■ PROBLEM TO SOLVE
Count the lines in the rows below that contain the word "blue". Give only the number.

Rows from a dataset

********************

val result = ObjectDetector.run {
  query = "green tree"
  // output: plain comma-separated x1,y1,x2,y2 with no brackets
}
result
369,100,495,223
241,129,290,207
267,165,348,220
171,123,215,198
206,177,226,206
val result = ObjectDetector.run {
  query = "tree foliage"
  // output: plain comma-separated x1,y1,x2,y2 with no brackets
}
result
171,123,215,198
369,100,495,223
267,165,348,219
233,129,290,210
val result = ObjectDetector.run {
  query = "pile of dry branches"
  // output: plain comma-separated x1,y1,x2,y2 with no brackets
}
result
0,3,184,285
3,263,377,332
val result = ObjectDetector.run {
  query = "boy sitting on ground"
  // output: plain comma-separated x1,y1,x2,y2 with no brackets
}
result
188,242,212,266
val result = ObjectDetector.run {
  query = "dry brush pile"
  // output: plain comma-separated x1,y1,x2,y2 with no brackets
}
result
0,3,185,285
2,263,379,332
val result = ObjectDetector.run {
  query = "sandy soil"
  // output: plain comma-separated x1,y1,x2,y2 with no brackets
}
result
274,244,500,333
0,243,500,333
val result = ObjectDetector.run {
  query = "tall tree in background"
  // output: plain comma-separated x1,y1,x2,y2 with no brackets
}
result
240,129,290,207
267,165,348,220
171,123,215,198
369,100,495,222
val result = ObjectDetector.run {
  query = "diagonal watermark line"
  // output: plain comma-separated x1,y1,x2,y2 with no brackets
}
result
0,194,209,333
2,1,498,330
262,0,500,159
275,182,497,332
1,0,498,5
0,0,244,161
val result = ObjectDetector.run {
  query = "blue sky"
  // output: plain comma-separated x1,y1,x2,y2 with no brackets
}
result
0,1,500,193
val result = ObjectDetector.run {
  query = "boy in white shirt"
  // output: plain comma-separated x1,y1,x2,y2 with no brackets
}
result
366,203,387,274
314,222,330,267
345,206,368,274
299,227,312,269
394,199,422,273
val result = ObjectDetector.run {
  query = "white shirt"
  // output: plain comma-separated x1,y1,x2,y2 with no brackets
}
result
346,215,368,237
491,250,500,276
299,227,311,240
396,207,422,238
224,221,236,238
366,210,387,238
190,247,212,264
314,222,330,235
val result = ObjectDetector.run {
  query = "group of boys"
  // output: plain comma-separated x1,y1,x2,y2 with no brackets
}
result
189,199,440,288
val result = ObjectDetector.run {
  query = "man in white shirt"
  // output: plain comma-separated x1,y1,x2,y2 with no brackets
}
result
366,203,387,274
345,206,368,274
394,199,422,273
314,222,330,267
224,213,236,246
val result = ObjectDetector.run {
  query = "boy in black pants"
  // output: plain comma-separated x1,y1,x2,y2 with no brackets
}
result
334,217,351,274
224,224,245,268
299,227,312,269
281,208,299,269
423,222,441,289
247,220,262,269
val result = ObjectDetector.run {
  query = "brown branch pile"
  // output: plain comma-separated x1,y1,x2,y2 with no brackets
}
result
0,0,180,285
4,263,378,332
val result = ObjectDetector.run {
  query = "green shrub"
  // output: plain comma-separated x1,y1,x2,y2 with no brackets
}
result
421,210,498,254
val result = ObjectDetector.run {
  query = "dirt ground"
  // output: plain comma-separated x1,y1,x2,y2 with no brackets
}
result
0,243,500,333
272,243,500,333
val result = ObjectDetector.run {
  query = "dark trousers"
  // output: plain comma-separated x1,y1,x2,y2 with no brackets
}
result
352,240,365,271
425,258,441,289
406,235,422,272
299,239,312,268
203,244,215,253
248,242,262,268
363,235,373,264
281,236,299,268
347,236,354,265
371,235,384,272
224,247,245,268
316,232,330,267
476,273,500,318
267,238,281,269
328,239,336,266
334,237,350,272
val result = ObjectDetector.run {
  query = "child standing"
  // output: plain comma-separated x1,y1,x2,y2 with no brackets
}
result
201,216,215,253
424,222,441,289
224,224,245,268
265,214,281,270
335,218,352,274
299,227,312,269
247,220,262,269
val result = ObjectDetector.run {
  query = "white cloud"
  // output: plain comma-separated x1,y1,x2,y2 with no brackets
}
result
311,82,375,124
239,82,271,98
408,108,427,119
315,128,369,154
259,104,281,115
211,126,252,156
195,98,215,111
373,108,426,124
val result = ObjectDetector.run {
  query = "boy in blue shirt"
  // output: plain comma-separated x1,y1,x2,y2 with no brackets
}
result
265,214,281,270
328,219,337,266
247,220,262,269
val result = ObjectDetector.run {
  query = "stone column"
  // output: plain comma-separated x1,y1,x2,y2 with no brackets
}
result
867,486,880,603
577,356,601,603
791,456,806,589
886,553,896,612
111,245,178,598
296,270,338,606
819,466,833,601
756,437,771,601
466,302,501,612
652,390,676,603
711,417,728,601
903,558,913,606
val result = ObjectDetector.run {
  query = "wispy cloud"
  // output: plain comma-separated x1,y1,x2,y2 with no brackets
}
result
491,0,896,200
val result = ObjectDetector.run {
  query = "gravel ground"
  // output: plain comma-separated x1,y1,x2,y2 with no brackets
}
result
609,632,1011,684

********************

■ WORKED ANSWER
2